- **Task goal**: Which lines of the entries below run from the one holding "box: [983, 763, 1139, 1095]" to the one holding "811L1008 930L986 980L1100", inclusive? Set down exactly those lines and no others.

Dataset items:
◇ ◇ ◇ ◇

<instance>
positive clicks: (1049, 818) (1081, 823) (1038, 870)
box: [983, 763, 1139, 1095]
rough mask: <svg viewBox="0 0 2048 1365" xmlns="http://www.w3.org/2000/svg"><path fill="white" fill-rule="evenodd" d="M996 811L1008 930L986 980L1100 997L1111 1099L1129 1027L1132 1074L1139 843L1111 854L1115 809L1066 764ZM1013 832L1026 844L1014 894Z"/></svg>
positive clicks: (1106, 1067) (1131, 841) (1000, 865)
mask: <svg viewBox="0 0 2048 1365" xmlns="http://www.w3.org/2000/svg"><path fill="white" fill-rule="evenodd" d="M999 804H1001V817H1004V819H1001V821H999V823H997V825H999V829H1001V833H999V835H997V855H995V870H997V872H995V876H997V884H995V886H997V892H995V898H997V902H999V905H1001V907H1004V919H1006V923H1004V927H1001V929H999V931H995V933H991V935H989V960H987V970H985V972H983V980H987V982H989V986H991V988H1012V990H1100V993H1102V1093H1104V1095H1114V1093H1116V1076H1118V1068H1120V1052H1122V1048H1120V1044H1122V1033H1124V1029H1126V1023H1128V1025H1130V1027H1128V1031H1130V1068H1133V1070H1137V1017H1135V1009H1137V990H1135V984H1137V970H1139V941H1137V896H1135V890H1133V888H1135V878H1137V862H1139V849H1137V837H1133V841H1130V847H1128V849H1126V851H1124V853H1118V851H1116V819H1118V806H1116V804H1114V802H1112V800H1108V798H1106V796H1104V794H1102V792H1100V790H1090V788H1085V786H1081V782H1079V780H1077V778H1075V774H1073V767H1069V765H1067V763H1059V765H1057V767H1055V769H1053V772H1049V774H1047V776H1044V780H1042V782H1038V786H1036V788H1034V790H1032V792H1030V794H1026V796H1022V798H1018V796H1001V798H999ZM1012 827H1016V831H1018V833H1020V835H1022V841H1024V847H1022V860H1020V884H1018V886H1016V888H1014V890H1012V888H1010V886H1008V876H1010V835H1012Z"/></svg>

◇ ◇ ◇ ◇

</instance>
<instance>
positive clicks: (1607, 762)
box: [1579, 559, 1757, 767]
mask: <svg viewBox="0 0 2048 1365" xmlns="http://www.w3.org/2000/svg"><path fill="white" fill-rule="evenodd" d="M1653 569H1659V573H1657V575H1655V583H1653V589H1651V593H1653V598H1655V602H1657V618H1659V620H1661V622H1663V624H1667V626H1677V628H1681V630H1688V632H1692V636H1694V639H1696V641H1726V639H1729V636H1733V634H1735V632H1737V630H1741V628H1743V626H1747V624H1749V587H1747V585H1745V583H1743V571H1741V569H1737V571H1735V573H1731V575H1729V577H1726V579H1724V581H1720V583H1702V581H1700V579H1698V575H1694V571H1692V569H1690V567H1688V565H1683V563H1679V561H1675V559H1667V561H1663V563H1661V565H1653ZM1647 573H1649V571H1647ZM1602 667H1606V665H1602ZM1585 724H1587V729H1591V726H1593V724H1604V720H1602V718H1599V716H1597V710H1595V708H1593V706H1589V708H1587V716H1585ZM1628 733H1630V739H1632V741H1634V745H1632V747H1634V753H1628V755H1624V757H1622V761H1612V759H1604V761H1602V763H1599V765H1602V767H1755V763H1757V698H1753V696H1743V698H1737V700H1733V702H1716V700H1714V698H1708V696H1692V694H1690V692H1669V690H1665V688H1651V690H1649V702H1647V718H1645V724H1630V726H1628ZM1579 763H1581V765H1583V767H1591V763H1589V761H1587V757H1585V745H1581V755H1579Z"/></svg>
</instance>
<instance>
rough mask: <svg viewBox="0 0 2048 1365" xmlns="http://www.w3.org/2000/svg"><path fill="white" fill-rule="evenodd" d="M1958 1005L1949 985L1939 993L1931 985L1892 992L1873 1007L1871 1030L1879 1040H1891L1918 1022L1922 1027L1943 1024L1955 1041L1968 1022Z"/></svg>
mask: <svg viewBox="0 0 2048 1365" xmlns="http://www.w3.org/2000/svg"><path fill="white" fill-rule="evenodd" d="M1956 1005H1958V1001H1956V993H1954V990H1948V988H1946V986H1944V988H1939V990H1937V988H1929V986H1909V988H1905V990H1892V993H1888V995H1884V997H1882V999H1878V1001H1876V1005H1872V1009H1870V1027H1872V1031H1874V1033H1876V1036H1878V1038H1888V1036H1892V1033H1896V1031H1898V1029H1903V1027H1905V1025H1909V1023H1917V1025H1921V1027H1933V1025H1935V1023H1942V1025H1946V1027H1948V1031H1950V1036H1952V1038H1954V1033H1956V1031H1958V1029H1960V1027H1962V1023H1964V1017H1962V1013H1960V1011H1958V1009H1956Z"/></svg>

◇ ◇ ◇ ◇

- **Problem solution**:
box: [983, 763, 1139, 1095]
rough mask: <svg viewBox="0 0 2048 1365" xmlns="http://www.w3.org/2000/svg"><path fill="white" fill-rule="evenodd" d="M996 811L1008 930L986 980L1100 997L1111 1099L1129 1027L1132 1074L1139 843L1111 854L1115 809L1066 764ZM1013 832L1026 844L1014 894Z"/></svg>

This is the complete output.